> [TEXT PASSAGE]:
EDIT: Sorry, re-read your earlier posts and noticed yours is a 2015 Classic. Not sure the PID option is available to you in that case.


----------



## darrenhaken (May 26, 2015)

@Skizz do you have any links to the Mr Shades?


----------



## Skizz (Feb 10, 2020)

Here you go: Mr Shades PID 

EDIT: not sure there's an easy PID option available for your 2015 machine. Seem to be a few people who've done it but it takes bit more tinkering and you'd have to figure it out without the benefit of a well written guide.


----------



## darrenhaken (May 26, 2015)

Can anyone in thread comment on whether the Sage the Duo Temp Pro is any good compared to the Gaggia?

I noticed it has a PID built in which might be encouraging.

It seems incredibly cheap at John Lewis right now https://www.johnlewis.com/sage-the-duo-temp-pro-espresso-coffee-machine/p1749201


----------



## BlackCatCoffee (Apr 11, 2017)

darrenhaken said:


> Can anyone in thread comment on whether the Sage the Duo Temp Pro is any good compared to the Gaggia?
> 
> I noticed it has a PID built in which might be encouraging.
> 
> It seems incredibly cheap at John Lewis right now https://www.johnlewis.com/sage-the-duo-temp-pro-espresso-coffee-machine/p1749201


 Some would say it is a sideways move.....others a downward one.

As far as I am aware this machine does not have a PID.


----------



## darrenhaken (May 26, 2015)

@BlackCatCoffee it does have a PID but you can't control at what temperature it operates at.

I suspected it was a sideways move rather than an upgrade, that really helps.


----------



## Skizz (Feb 10, 2020)

Apologies; just spotted that yours is a 2015 Classic so not sure there's a 'by the numbers' PID option available. More likely you'd have to read around a bit and put the bits together yourself.

From my own reading on Sage/Breville, the common theme seems to be one of machines that work really well out of the box but that have some significant longer (or even medium) term reliability issues, compounded by difficulty in getting parts or service centres able/willing to work on them.

The NS Oscar you're looking at could be a good option, or for less money look for a pre-2015 Classic and fit a PID kit to that.


----------



## Kannan (Mar 28, 2020)

darrenhaken said:


> @BlackCatCoffee it does have a PID but you can't control at what temperature it operates at.
> 
> I suspected it was a sideways move rather than an upgrade, that really helps.


 Not sure I'd want to go from a 58mm basket to a 54mm basket necessarily at this stage of your coffee journey... certainly some people actively choose the taste profile of smaller baskets but that's usually as they personally prefer something about that... I think I would stick with 58mm basket size machines for your next purchase if possible - better (VST?) baskets, distributors, dosing cups, naked portafilters also all much easier to source.

> [DATA RECORDS]:

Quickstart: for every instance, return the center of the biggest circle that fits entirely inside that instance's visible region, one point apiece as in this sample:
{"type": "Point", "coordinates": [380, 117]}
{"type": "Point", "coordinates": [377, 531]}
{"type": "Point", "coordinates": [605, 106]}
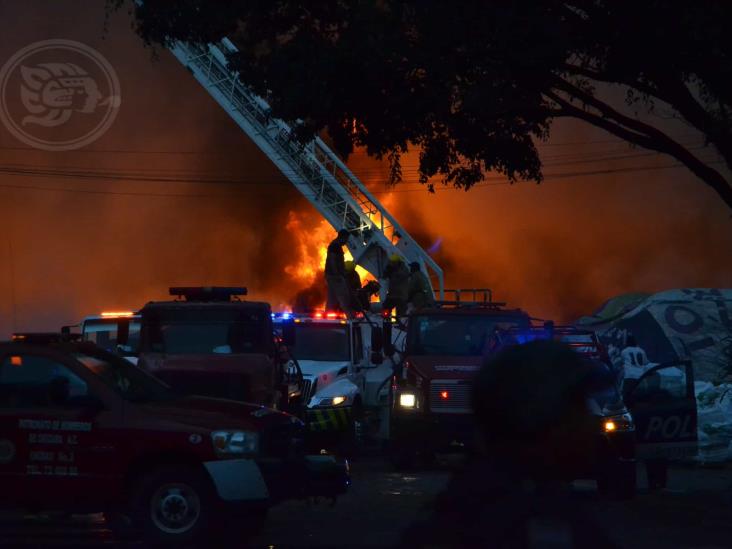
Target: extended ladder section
{"type": "Point", "coordinates": [317, 172]}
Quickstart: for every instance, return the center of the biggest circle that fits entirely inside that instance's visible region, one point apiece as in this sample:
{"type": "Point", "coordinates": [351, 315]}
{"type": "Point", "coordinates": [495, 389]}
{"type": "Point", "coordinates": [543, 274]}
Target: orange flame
{"type": "Point", "coordinates": [311, 250]}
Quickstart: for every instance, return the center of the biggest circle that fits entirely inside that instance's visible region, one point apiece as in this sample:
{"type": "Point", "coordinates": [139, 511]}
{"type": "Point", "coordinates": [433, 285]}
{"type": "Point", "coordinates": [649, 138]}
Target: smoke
{"type": "Point", "coordinates": [562, 248]}
{"type": "Point", "coordinates": [72, 252]}
{"type": "Point", "coordinates": [558, 249]}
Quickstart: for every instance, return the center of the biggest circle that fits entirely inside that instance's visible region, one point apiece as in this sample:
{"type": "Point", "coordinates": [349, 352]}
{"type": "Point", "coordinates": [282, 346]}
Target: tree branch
{"type": "Point", "coordinates": [710, 176]}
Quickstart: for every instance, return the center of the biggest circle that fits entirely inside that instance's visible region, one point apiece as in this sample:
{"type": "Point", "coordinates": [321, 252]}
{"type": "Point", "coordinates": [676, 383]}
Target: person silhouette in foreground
{"type": "Point", "coordinates": [532, 425]}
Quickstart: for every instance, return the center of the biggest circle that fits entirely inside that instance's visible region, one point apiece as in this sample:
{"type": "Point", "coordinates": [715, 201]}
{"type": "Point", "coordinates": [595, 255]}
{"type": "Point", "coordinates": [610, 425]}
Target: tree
{"type": "Point", "coordinates": [474, 84]}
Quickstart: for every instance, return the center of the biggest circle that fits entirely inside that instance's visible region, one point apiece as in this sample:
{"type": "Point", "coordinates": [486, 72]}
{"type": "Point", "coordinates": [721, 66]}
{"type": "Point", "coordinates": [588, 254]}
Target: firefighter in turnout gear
{"type": "Point", "coordinates": [420, 290]}
{"type": "Point", "coordinates": [397, 274]}
{"type": "Point", "coordinates": [339, 296]}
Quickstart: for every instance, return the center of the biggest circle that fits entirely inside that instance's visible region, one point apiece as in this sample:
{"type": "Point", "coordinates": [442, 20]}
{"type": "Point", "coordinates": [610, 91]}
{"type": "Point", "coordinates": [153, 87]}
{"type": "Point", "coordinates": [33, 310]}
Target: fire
{"type": "Point", "coordinates": [311, 250]}
{"type": "Point", "coordinates": [312, 247]}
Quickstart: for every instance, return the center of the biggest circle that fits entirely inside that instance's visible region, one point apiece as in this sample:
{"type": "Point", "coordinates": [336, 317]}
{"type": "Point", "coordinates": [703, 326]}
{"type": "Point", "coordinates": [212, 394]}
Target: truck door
{"type": "Point", "coordinates": [47, 431]}
{"type": "Point", "coordinates": [663, 405]}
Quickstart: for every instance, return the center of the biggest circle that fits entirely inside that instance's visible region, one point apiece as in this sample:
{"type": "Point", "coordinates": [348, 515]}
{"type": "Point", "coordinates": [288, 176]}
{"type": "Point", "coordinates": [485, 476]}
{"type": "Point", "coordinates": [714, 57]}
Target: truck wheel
{"type": "Point", "coordinates": [618, 484]}
{"type": "Point", "coordinates": [172, 506]}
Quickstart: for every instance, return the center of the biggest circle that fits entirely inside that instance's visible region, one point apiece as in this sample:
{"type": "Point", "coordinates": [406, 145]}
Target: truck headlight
{"type": "Point", "coordinates": [618, 423]}
{"type": "Point", "coordinates": [235, 443]}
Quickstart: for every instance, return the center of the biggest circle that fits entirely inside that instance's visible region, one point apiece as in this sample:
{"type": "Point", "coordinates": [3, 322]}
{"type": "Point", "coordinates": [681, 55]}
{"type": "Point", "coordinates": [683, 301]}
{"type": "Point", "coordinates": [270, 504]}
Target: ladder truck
{"type": "Point", "coordinates": [313, 168]}
{"type": "Point", "coordinates": [326, 183]}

> [EXERCISE DIRECTIONS]: Repeat word for word the part of the espresso machine thread above that runs between "From my own" and "(Mar 28, 2020)", inclusive.

> [FULL RESPONSE]:
From my own reading on Sage/Breville, the common theme seems to be one of machines that work really well out of the box but that have some significant longer (or even medium) term reliability issues, compounded by difficulty in getting parts or service centres able/willing to work on them.

The NS Oscar you're looking at could be a good option, or for less money look for a pre-2015 Classic and fit a PID kit to that.


----------



## Kannan (Mar 28, 2020)